DATA SHOWN ▸
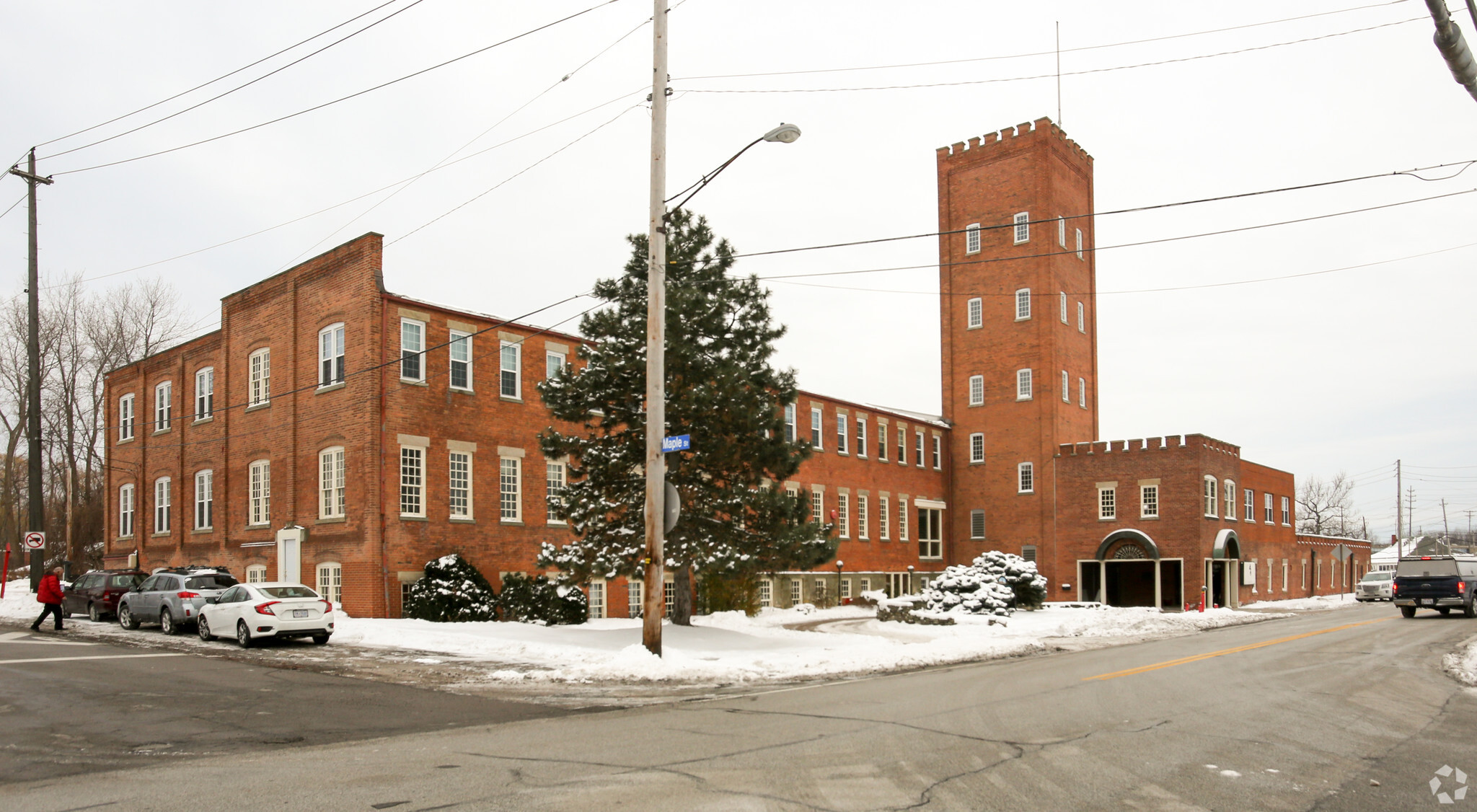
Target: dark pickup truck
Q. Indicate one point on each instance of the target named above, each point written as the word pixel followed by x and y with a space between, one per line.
pixel 1440 582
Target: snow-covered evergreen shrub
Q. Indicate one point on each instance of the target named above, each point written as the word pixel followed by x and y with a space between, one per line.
pixel 451 591
pixel 995 583
pixel 539 600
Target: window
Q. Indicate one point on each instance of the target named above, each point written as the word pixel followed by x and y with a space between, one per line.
pixel 163 405
pixel 413 482
pixel 259 493
pixel 162 506
pixel 1023 384
pixel 555 482
pixel 459 349
pixel 1150 501
pixel 331 355
pixel 331 492
pixel 126 418
pixel 331 582
pixel 259 387
pixel 204 500
pixel 206 393
pixel 510 489
pixel 511 356
pixel 413 350
pixel 931 544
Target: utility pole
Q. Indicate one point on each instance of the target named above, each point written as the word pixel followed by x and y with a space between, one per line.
pixel 655 599
pixel 33 381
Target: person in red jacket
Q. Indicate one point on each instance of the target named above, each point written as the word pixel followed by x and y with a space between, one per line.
pixel 49 594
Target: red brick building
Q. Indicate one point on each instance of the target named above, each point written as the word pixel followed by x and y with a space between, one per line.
pixel 340 434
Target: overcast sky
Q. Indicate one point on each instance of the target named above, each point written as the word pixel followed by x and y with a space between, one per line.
pixel 1315 374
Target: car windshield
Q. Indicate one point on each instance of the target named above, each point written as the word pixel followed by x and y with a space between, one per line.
pixel 288 592
pixel 1417 568
pixel 210 582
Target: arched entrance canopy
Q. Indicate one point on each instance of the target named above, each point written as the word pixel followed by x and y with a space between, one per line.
pixel 1152 550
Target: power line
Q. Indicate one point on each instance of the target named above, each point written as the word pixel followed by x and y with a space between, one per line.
pixel 342 98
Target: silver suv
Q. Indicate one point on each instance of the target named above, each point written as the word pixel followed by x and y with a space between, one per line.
pixel 172 599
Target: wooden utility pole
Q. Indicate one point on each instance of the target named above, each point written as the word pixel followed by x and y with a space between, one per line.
pixel 33 383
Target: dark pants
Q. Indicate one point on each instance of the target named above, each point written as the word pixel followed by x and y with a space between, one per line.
pixel 50 609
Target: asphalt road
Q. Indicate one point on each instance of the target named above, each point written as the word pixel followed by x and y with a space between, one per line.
pixel 1299 713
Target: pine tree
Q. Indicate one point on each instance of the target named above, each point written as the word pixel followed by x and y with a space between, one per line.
pixel 720 389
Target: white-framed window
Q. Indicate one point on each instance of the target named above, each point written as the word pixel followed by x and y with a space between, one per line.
pixel 555 479
pixel 204 393
pixel 259 493
pixel 204 500
pixel 331 582
pixel 259 377
pixel 511 383
pixel 413 350
pixel 163 405
pixel 413 482
pixel 458 485
pixel 126 418
pixel 331 483
pixel 126 511
pixel 510 489
pixel 331 355
pixel 459 358
pixel 1150 501
pixel 162 506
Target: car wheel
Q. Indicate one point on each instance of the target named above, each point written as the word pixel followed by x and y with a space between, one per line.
pixel 167 622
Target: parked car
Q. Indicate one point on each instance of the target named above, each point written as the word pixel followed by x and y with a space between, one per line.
pixel 1375 586
pixel 172 599
pixel 97 594
pixel 268 610
pixel 1440 582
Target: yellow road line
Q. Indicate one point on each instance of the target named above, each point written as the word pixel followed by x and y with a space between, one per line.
pixel 1223 651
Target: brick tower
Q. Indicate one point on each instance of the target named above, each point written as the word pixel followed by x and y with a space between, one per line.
pixel 1018 317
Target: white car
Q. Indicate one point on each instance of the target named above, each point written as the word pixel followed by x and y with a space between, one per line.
pixel 268 610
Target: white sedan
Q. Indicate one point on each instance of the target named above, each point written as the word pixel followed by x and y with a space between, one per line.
pixel 268 610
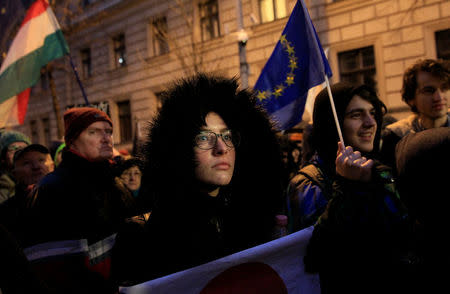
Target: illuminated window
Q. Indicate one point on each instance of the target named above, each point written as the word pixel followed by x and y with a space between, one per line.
pixel 358 66
pixel 45 122
pixel 159 35
pixel 119 51
pixel 272 9
pixel 125 121
pixel 443 44
pixel 209 19
pixel 86 62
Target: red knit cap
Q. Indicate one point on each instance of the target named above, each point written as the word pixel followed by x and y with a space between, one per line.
pixel 77 119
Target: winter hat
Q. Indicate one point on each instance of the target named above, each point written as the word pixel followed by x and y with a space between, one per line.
pixel 9 137
pixel 77 119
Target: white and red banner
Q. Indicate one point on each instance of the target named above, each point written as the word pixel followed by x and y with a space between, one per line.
pixel 275 267
pixel 38 41
pixel 56 260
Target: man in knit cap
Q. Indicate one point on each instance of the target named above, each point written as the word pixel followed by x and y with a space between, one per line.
pixel 10 142
pixel 82 202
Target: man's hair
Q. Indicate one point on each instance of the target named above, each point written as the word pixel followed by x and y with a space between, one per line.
pixel 169 150
pixel 437 68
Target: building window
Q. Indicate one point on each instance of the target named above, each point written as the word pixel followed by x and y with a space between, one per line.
pixel 209 19
pixel 272 9
pixel 358 66
pixel 443 44
pixel 119 51
pixel 124 110
pixel 86 62
pixel 46 129
pixel 159 101
pixel 34 131
pixel 44 79
pixel 159 35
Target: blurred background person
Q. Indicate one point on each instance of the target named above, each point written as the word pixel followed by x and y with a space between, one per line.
pixel 10 142
pixel 31 165
pixel 131 174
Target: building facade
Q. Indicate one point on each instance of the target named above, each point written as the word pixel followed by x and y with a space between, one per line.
pixel 128 51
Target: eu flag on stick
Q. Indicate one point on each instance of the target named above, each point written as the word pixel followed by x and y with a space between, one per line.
pixel 297 64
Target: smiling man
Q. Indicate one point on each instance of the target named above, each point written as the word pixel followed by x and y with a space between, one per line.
pixel 426 90
pixel 349 197
pixel 360 114
pixel 214 169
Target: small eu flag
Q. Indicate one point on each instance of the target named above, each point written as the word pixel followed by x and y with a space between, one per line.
pixel 297 64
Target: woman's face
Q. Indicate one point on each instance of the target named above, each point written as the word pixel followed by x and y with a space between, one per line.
pixel 360 126
pixel 215 166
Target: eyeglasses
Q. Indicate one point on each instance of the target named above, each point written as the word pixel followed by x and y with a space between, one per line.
pixel 208 140
pixel 14 148
pixel 127 175
pixel 430 90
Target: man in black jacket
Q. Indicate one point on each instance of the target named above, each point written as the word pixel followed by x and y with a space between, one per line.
pixel 78 209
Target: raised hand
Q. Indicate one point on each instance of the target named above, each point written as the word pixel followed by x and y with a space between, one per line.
pixel 352 165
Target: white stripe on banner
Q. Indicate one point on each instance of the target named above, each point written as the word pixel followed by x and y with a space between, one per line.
pixel 56 248
pixel 101 247
pixel 241 272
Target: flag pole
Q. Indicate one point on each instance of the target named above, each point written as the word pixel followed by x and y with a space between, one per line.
pixel 78 80
pixel 333 108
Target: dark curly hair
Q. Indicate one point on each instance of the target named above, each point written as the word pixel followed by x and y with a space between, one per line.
pixel 437 68
pixel 168 177
pixel 324 132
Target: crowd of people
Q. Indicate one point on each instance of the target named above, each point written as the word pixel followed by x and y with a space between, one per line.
pixel 212 179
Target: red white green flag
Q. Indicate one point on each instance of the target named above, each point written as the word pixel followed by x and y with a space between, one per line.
pixel 39 41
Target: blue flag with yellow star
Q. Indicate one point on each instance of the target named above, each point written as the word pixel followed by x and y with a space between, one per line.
pixel 297 64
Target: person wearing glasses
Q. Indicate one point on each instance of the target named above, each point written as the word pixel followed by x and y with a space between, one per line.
pixel 214 171
pixel 426 90
pixel 10 142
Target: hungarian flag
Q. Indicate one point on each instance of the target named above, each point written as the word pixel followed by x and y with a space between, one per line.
pixel 38 42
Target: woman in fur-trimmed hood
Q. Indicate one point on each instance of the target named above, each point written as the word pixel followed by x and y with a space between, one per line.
pixel 202 213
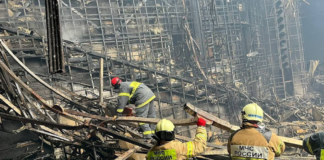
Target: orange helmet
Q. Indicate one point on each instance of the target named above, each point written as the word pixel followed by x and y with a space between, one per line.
pixel 115 81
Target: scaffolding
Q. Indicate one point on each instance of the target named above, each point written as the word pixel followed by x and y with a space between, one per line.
pixel 185 51
pixel 285 46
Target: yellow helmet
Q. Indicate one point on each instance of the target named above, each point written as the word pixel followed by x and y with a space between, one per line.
pixel 164 125
pixel 252 112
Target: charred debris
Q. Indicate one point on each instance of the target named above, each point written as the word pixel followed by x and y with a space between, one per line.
pixel 215 54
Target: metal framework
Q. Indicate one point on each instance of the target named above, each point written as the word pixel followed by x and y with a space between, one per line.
pixel 185 51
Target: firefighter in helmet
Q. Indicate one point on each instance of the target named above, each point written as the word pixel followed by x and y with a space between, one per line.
pixel 169 148
pixel 253 140
pixel 142 97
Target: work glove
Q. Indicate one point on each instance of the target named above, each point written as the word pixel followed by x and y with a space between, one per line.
pixel 201 122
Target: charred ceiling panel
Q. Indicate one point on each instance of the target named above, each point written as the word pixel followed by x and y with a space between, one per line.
pixel 54 37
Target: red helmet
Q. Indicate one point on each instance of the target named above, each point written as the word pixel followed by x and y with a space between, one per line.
pixel 115 81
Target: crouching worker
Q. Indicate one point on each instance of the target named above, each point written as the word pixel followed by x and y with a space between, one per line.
pixel 314 145
pixel 169 148
pixel 253 140
pixel 142 97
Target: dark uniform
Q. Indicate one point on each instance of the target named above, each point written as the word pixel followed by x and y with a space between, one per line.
pixel 142 97
pixel 254 143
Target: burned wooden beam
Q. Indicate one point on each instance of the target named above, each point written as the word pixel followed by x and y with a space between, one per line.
pixel 13 107
pixel 78 105
pixel 127 154
pixel 54 37
pixel 217 122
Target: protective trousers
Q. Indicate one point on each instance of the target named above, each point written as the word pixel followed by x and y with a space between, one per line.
pixel 147 111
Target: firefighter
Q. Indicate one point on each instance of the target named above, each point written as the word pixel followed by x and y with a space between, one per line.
pixel 253 140
pixel 314 145
pixel 169 148
pixel 142 97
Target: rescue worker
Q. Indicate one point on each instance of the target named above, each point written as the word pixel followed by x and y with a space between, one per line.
pixel 253 140
pixel 142 97
pixel 169 148
pixel 314 145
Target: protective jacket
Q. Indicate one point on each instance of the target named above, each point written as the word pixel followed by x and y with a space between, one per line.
pixel 176 150
pixel 134 93
pixel 254 143
pixel 314 145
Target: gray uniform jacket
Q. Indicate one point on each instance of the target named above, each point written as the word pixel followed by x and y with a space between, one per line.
pixel 134 93
pixel 314 145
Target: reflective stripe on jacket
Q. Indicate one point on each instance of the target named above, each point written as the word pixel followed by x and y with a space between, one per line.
pixel 314 145
pixel 176 150
pixel 252 144
pixel 134 93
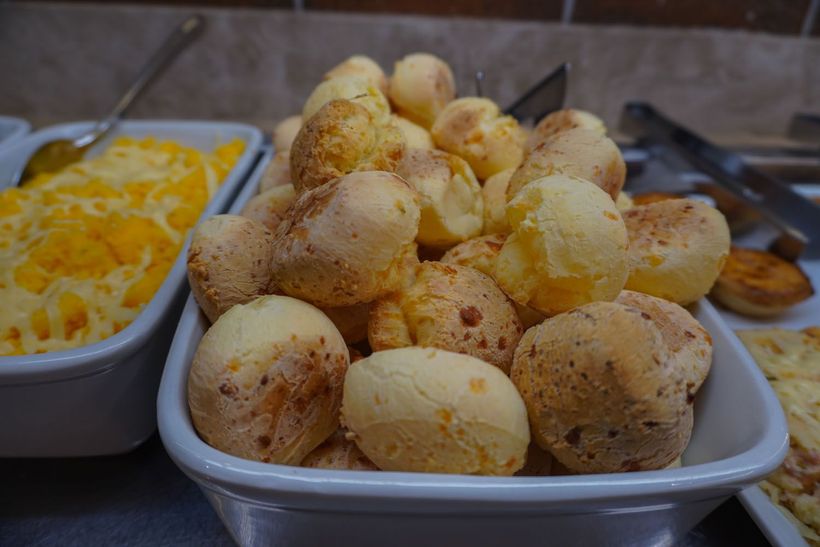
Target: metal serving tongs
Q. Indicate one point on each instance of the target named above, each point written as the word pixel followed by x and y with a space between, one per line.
pixel 797 217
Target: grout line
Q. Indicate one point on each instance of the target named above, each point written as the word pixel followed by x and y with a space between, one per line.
pixel 567 12
pixel 811 16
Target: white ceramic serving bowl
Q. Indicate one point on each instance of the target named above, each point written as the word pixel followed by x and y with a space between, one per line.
pixel 739 437
pixel 100 398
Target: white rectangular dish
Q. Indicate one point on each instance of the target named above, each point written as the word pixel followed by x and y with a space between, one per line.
pixel 100 398
pixel 739 437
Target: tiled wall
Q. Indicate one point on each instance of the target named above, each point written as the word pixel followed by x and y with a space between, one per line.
pixel 68 62
pixel 775 16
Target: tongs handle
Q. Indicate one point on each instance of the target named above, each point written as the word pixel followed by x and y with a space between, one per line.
pixel 792 213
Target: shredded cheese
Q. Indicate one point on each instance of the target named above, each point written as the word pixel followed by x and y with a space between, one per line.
pixel 84 249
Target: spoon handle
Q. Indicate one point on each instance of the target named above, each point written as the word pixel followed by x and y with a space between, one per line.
pixel 173 45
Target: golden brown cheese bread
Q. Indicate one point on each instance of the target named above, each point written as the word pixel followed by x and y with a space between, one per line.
pixel 600 405
pixel 475 129
pixel 363 67
pixel 277 172
pixel 676 249
pixel 760 284
pixel 341 138
pixel 568 246
pixel 687 340
pixel 347 242
pixel 266 380
pixel 285 131
pixel 352 88
pixel 338 453
pixel 420 88
pixel 229 263
pixel 494 192
pixel 578 152
pixel 270 206
pixel 562 120
pixel 452 209
pixel 450 307
pixel 434 411
pixel 791 362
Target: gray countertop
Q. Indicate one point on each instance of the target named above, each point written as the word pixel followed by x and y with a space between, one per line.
pixel 142 498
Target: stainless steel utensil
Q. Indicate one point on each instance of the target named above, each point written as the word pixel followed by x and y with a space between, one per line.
pixel 57 154
pixel 797 217
pixel 544 97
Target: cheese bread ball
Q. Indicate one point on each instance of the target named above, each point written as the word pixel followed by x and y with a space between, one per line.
pixel 285 131
pixel 602 390
pixel 341 138
pixel 568 246
pixel 351 88
pixel 676 249
pixel 494 192
pixel 480 253
pixel 277 173
pixel 347 242
pixel 351 321
pixel 266 380
pixel 270 206
pixel 362 67
pixel 452 209
pixel 229 263
pixel 414 135
pixel 475 129
pixel 561 120
pixel 338 453
pixel 687 340
pixel 430 410
pixel 577 152
pixel 450 307
pixel 623 202
pixel 420 88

WHAT IS NEEDED ▸ The range runs from the line with "Target: scaffolding" up to and including the line with "Target: firefighter in helmet" in the listing above; please write out exactly those lines and nothing more.

RESPONSE ▸
Target: scaffolding
Q. Indicate one point on each instance of the target named above, each point written as the word pixel followed by x and y with a space between, one per line.
pixel 185 51
pixel 285 46
Target: yellow helmet
Q. Indicate one point on each instance of the target named above, each point written as the word pixel followed by x and y with a space between, one per line.
pixel 164 125
pixel 252 112
Target: charred debris
Q. Indicate one point on each instance of the target named above, each point written as the word pixel followed by x and y with a space between, one per line.
pixel 215 54
Target: metal framework
Q. Indicate one point on each instance of the target named above, each point written as the word pixel followed by x and y with a space between, one per line.
pixel 185 51
Target: firefighter in helmet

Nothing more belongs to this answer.